• **Source passage**:
-*-

The feedback loop for business logic development should be totally contained on the engineers' machine with a few commands.
A continued look into portable function patterns
Introduction
The landscape of platforms and runtimes is ever increasing. There are more ways of packaging and running code than are possible to keep up with. Engineers are now required to learn highly specific workflows in order to remain relevant. This divides the talent pool. When a business decides to choose specific technologies, they effectively also select their available talent pools as well.
In order to dramatically scope down this article, we will go with AWS Lambda for serverless and Docker for containerization.
This is Part 2 of a series - Read Part 1
A workflow that meets high standards
The feedback loop for business logic development should be totally contained on the engineers' machine with a few commands. Engineer's should also have total control over every element within the application lifecycle (every component shown on the product diagram within the demarcation point).
terminal map
1 | 2
--|--
3 | 4
Terminal 3
(mock infrastructure S3/SQS/MySQL)
make shim
This command creates a docker network containing a fake AWS environment configured with relevant components. It also creates an actual MySQL database that our app will point to. These resources are isolated and will not overlap with other developers working at the same time (may seem like a silly thing to point out, but many shops do not have this luxury). Even if the shop does not use AWS or MySQL, this command is responsible for knowing what needs to be shimmed and does so. Any stack choices ought to be considered in light of how complex it is to mock. Whoever selects the stack ought to be able to additionally write a make shim
command as a part of a spike or other investigation.
Terminal 1
the worker (or whatever program that needs testing)
make run FUNC=worker RUN_ARGS=' \
--read_queue=pending-worker \
--sqs_endpoint=http://localhost:4576 \
--db_host=127.0.0.1 \
--db_port=13306 \
--db_name=activity \
--db_user=root \
--db_pass=password \
'
The app code runs in terminal 1 with log output. It can be fully parameterized to redirect any i/o that occur within the app.
Terminal 2
cli playground
aws --endpoint-url=http://localhost:4572 s3 cp tests/data/large.csv s3://raw-data
...
aws --endpoint-url=http://localhost:4576 sqs send-message \
--queue-url http://localhost:4576/queue/pending-worker \
--message-body '{"bucket": "raw-data", "key": "large.csv"}'
...
mysql -u root -h 127.0.0.1 -P 13306 -ppassword
The second terminal is the cli playground which allows a window into the system. This can be used for both viewing results and simulating events. In the above gif example, we have a simulated s3->sqs event, then a database is connected to in order to validate the results of the local app code.

-*-

• **Required task**:
Write the next part of the article on portable function patterns, starting right after its final sentence about the cli playground.

-*-

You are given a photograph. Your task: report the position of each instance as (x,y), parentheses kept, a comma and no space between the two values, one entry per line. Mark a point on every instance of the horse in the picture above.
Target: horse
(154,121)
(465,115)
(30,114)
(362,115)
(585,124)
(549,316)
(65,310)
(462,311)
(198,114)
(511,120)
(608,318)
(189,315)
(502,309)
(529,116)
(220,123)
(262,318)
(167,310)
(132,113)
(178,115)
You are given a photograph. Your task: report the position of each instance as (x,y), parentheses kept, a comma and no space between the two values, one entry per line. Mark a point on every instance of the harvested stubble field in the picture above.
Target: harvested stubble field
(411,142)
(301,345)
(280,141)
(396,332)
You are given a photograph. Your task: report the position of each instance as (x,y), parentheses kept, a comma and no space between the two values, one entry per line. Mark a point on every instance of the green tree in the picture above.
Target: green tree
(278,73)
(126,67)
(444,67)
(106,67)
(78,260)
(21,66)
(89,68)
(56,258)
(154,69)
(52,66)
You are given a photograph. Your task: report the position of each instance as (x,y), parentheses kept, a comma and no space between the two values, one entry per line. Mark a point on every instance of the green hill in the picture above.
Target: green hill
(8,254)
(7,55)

-*-

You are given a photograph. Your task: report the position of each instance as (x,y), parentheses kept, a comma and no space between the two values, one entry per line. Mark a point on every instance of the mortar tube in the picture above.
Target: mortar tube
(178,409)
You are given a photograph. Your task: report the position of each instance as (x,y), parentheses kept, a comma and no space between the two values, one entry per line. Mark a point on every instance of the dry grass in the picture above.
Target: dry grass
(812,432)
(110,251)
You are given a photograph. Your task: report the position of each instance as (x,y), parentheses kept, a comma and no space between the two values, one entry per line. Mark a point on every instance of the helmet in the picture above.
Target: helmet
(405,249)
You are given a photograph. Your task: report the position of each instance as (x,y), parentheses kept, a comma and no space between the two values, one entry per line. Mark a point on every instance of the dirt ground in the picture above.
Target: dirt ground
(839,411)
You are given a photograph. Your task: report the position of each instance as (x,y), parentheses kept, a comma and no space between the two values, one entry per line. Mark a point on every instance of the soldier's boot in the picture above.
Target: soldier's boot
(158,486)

-*-

• **Task result**:
Terminal 4
test runner
make watch
A test runner watches changes made to src/
files and reruns unit tests as an engineer works. We are using a thin homebrew runner that simply runs on 15-second intervals. The test runner here is quite rudimentary, yet captures the essence of the test runner for the article. If a language does not have a test runner, it isn't a deal-breaker. Typing out `make test` on-demand is a feasible low-cost step in the development workflow, or even better, a pre-commit hook.
Refactored Legacy ETL
Here is an altered version of the legacy ibm-mainframe-worker.py
that does the exact same thing. The differences are how injectable the function is. One might say, "hey! `import json` seems like a dependency that cannot be easily mocked!" That would be correct. The difference between libs `json` and `pymysql` or `boto3` is input/output activity. Libraries that use `i/o` in form of disk or network must be injected into the function as an argument so that they can be easily controlled.
src/func/worker.py
import json
def run(event, context):
work = json.loads(event)
bucket = work['bucket']
key = work['key']
records = []
obj = context.s3.get_object(Bucket=bucket, Key=key)
raw = obj['Body'].read()
for line in raw.split(context.var.newline):
records.append(tuple(line.split(context.var.delimiter)))
insert_statement = context.var.sql.insert_statement
context.rds.executemany(insert_statement, records)
Why is "context" everywhere?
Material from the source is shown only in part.